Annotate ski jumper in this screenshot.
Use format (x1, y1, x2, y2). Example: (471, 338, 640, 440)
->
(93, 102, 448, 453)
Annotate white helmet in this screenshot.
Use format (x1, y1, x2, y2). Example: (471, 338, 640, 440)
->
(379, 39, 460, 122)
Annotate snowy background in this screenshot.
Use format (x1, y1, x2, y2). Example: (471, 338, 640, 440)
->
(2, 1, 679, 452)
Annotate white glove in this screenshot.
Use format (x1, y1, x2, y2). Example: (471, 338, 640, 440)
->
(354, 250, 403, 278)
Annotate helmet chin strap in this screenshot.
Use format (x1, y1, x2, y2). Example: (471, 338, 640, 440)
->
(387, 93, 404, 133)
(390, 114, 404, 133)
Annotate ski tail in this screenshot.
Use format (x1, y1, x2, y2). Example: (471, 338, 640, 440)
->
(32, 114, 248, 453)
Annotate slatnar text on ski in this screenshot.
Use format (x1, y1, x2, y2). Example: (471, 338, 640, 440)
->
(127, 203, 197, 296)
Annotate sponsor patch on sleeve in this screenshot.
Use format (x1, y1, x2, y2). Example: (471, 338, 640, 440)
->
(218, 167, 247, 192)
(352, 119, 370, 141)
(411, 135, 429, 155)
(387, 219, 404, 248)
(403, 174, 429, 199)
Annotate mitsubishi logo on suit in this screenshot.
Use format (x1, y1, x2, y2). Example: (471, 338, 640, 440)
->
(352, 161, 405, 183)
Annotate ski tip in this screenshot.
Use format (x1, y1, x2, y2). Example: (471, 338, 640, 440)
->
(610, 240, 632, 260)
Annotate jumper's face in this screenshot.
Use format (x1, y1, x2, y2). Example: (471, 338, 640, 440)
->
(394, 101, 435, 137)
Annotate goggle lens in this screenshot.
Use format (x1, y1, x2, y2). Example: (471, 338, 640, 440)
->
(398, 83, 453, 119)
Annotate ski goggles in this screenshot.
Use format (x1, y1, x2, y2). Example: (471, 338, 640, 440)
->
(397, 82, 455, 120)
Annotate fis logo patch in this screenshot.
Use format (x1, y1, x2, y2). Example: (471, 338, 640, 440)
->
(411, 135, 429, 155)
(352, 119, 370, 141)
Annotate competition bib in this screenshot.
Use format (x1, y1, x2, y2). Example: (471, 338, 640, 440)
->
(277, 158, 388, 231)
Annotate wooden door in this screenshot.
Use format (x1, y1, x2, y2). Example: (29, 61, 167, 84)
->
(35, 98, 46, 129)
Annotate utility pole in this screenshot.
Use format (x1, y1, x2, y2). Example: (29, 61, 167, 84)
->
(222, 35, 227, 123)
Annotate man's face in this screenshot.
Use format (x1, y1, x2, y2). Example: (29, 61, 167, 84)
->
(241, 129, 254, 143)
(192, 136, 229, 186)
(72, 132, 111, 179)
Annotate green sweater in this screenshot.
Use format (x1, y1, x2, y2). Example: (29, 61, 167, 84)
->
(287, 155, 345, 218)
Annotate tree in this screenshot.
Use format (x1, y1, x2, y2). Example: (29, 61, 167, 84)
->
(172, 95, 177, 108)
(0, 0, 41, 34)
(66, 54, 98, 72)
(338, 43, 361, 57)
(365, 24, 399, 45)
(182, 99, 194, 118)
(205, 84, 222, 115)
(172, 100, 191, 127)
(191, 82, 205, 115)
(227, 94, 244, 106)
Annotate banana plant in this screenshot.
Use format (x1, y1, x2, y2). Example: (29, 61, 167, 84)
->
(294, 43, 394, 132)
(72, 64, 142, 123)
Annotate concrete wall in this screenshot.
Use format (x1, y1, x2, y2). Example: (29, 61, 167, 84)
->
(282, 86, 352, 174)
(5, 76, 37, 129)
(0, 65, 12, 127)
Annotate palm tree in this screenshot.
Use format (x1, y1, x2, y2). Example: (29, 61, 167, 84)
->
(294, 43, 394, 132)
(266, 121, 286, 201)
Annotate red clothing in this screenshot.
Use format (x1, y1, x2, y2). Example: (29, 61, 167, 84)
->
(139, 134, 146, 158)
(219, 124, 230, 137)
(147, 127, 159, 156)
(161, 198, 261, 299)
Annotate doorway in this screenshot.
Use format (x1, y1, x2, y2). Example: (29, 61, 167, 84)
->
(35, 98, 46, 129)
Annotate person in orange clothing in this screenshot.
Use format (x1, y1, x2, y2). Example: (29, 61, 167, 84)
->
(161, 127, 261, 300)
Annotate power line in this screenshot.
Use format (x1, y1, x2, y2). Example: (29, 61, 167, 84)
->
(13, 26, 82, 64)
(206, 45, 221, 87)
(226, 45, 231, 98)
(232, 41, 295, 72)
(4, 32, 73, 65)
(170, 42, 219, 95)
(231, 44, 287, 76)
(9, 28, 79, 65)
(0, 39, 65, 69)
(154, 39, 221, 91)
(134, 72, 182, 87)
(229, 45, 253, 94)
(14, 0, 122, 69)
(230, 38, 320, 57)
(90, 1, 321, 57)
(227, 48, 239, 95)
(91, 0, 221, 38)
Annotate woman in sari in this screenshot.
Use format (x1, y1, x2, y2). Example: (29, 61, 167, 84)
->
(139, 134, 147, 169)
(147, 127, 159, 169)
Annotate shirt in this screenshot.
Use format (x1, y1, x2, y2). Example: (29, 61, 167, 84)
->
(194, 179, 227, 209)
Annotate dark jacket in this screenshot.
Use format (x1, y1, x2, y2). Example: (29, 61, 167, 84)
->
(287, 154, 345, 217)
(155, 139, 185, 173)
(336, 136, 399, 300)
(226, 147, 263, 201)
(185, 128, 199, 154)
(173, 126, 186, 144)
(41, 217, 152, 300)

================

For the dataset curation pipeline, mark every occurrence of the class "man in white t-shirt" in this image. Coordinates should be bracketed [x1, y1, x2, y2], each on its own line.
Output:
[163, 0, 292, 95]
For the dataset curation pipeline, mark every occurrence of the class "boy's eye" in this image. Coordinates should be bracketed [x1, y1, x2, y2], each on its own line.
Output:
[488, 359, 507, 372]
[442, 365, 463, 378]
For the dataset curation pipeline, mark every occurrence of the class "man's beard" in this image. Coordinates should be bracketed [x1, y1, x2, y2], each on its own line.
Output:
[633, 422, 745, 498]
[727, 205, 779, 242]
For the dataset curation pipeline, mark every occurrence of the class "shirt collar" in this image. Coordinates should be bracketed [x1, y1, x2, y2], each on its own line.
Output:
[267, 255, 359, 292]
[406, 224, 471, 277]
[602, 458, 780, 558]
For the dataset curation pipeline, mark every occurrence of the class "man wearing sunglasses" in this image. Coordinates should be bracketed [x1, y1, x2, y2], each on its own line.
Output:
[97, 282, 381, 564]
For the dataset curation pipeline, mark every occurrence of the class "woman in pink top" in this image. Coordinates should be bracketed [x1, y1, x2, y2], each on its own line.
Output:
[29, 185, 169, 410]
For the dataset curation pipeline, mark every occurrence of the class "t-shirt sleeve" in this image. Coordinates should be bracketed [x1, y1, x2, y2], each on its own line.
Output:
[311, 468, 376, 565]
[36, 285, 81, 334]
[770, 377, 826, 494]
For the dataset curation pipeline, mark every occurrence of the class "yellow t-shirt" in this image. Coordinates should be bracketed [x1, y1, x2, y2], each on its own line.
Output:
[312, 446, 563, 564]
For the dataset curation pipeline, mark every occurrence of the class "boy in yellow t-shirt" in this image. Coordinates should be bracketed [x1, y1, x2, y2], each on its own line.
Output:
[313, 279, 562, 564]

================

- INSTRUCTIONS FOR THE TASK:
Counting only lines with the word "logo" in them, say how many there are in the entries above, with no other words.

- ANSWER SECTION:
2